The DNR's permit says any hunting at the park must be done from a parked vehicle or from an elevated stand. Scott Manning, spokesman for the city's Office of Sustainability, said the hunters will be positioned in such a way to ensure they're shooting into a backdrop that blocks a bullet's trajectory.

After that hunt occurs, a group of federal sharpshooters based at Purdue University will conduct a series of night-time culls using bait, silenced firearms and night-vision equipment.

The park will be closed during both phases. The meat is to be processed outside the park, where it will be taken home by hunters or donated to local food banks.

It remains illegal to hunt in city parks on any other days.

The permit allows for up to 350 deer to be killed at the park, but Manning said city officials do not expect that many deer would be killed. The permit would allow the culls to occur any time from Nov. 27 to Jan. 31. The permit can be renewed with DNR approval.

_Stored records_:
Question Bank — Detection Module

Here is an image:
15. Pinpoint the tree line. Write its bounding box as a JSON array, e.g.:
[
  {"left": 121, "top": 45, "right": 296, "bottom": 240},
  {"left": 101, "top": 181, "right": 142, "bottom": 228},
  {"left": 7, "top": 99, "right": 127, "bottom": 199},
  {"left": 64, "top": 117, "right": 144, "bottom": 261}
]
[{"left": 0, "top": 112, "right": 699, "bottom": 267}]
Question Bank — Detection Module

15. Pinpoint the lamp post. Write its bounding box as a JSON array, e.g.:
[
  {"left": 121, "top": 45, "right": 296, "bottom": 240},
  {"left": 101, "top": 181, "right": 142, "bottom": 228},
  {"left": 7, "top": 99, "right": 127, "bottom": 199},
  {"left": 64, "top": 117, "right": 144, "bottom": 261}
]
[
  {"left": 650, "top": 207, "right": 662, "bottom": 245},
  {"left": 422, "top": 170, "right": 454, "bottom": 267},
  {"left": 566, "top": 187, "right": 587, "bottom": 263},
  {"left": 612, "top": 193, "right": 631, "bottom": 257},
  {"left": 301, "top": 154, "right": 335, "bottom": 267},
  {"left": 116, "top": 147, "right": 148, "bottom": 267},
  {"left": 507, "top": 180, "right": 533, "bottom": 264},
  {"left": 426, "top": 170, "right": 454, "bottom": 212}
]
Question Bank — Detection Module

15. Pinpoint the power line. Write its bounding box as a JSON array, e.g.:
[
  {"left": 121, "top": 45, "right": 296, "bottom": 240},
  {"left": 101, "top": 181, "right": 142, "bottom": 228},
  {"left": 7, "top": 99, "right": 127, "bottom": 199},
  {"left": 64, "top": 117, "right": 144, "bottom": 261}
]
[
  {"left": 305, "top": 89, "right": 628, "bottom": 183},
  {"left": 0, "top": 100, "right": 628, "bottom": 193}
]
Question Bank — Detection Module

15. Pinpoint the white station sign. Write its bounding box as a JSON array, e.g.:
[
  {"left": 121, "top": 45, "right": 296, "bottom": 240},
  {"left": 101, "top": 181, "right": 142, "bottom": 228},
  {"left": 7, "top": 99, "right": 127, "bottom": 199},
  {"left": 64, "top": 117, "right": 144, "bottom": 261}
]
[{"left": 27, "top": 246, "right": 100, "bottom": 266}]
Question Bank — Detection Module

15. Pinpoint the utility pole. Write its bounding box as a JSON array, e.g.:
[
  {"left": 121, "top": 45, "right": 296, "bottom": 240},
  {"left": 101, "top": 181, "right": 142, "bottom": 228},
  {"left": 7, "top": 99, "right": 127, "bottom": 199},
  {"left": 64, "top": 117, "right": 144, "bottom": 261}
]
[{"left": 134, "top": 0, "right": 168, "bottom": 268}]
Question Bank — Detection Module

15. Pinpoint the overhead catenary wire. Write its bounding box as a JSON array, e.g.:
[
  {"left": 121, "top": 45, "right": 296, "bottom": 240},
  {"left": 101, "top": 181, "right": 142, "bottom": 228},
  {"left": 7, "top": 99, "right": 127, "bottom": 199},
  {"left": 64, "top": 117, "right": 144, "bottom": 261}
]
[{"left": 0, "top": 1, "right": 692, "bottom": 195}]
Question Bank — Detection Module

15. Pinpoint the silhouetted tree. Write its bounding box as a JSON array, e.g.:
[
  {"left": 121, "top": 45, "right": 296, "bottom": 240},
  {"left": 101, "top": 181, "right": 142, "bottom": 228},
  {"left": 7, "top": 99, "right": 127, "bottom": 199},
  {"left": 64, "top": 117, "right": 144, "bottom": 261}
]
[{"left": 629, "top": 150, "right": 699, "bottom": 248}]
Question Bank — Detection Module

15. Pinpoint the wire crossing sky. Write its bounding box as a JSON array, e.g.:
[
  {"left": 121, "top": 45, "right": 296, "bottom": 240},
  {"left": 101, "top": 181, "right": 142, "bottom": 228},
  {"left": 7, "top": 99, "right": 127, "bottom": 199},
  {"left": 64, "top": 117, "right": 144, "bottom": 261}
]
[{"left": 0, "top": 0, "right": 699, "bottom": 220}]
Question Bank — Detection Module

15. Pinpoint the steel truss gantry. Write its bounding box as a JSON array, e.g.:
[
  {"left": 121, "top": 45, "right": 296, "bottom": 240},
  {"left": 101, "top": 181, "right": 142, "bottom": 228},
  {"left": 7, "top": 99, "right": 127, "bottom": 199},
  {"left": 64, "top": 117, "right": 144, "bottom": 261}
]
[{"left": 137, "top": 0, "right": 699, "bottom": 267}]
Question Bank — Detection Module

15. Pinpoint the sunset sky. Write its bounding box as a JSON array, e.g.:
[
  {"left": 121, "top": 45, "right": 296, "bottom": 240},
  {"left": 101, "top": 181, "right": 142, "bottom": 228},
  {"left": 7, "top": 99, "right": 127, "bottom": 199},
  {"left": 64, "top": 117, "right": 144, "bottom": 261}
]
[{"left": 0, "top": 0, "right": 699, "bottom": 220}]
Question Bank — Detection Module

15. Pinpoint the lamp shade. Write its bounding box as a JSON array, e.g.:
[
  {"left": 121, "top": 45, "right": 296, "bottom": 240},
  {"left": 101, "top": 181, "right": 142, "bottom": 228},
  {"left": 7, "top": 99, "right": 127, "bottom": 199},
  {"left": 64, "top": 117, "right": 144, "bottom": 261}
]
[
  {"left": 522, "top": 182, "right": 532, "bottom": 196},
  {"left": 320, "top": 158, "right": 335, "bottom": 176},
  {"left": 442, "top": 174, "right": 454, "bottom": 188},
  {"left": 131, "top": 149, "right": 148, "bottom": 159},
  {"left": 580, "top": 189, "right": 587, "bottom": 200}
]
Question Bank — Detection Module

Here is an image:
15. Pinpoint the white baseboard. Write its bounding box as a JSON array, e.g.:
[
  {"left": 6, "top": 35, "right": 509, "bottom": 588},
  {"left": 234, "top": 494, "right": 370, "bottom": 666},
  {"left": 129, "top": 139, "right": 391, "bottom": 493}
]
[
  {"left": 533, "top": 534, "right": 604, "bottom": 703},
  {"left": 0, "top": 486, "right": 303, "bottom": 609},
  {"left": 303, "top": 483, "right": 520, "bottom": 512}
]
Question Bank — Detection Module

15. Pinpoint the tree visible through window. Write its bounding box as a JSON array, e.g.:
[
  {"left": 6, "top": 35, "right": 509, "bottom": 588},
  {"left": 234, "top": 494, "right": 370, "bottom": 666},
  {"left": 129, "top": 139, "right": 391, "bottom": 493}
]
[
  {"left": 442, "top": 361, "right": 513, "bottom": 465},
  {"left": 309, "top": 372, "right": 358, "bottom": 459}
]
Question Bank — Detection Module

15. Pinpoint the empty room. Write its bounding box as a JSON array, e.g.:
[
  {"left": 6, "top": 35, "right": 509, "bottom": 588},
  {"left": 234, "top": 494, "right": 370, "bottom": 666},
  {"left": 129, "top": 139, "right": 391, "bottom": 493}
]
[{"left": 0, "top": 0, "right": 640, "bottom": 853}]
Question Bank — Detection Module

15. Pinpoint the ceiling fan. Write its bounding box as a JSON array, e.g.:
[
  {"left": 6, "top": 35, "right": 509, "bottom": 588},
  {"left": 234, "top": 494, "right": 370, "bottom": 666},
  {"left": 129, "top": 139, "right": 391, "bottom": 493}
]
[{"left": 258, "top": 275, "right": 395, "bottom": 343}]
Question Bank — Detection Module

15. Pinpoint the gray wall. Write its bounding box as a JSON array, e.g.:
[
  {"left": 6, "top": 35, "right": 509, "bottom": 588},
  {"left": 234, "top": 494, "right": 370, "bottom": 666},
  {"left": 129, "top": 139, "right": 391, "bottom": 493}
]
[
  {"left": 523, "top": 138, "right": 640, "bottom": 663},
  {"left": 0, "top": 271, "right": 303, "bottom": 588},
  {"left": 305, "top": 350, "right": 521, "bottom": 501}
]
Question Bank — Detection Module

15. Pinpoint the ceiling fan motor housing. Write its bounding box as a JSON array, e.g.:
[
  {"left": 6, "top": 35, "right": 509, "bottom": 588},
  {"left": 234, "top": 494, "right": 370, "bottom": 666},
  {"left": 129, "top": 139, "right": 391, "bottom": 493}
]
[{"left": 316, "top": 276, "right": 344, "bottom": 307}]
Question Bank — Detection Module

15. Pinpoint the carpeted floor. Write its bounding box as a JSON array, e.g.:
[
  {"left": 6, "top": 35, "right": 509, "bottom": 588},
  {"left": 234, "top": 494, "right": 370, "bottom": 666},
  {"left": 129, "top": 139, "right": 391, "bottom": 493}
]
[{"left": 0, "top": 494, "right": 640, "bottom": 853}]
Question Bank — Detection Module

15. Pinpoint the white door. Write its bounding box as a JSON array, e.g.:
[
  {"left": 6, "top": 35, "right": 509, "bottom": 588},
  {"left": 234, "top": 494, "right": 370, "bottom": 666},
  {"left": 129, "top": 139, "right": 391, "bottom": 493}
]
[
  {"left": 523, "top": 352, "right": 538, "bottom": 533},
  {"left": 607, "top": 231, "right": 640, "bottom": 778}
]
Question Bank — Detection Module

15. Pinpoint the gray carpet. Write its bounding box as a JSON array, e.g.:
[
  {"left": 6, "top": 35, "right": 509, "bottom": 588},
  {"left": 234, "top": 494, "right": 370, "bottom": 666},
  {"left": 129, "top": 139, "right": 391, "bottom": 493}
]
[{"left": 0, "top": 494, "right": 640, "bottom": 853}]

_To be done_:
1/ Reproduce the stretch of the deer cull article from "The park will" through "local food banks.".
2/ According to the deer cull article, how many deer does the permit allow to be killed at the park?

_Solutions_:
1/
The park will be closed during both phases. The meat is to be processed outside the park, where it will be taken home by hunters or donated to local food banks.

2/ Up to 350 deer.